* [PROVIDED RECORDS]
::::::::
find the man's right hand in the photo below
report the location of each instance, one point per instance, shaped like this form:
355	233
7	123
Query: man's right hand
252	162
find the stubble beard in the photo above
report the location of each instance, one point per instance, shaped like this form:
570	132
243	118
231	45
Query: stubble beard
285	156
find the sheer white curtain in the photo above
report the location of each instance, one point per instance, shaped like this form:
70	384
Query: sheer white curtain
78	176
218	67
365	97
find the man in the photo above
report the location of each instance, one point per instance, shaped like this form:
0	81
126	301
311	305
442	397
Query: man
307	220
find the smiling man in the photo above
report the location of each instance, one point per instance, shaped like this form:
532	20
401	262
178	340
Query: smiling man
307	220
::::::::
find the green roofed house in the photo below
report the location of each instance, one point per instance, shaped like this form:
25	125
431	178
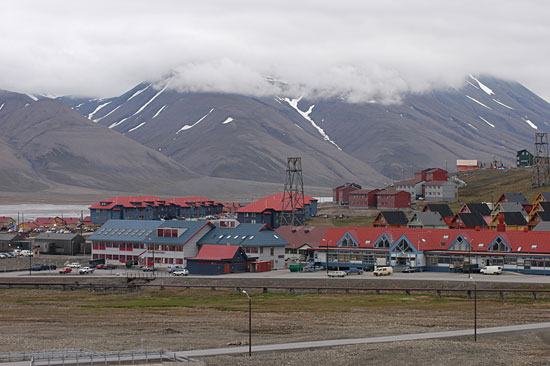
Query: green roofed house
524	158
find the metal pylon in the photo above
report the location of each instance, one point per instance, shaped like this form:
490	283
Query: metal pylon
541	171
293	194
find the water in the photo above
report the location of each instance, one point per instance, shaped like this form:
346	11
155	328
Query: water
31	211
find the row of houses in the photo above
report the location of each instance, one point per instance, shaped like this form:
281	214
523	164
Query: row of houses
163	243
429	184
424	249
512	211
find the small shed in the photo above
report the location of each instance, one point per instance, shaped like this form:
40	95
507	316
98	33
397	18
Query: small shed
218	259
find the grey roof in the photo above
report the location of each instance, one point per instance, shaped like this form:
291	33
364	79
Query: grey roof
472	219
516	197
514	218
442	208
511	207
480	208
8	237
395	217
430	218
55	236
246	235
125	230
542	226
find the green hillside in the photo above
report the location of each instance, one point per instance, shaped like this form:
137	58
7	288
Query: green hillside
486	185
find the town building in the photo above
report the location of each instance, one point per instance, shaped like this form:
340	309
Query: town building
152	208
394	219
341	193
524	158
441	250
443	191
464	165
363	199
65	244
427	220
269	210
::::::::
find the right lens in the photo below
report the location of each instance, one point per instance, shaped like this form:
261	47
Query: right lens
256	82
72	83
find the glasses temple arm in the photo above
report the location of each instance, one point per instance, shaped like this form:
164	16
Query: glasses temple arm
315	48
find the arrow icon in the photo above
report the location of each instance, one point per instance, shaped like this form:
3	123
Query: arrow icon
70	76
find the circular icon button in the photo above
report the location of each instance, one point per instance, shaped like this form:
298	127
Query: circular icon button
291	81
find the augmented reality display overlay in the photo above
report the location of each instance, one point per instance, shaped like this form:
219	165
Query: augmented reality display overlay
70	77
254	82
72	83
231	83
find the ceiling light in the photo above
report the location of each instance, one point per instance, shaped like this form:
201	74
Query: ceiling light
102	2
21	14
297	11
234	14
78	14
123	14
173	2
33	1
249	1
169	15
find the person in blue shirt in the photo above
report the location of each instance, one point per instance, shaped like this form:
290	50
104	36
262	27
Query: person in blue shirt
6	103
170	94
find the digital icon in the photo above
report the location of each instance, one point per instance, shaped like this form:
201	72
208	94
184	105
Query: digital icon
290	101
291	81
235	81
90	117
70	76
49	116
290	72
::::::::
* [GOAL OF THE EXERCISE] Count how many lines in the entries above contain the word "beard". Reply with the number alone.

* [TASK RESPONSE] 2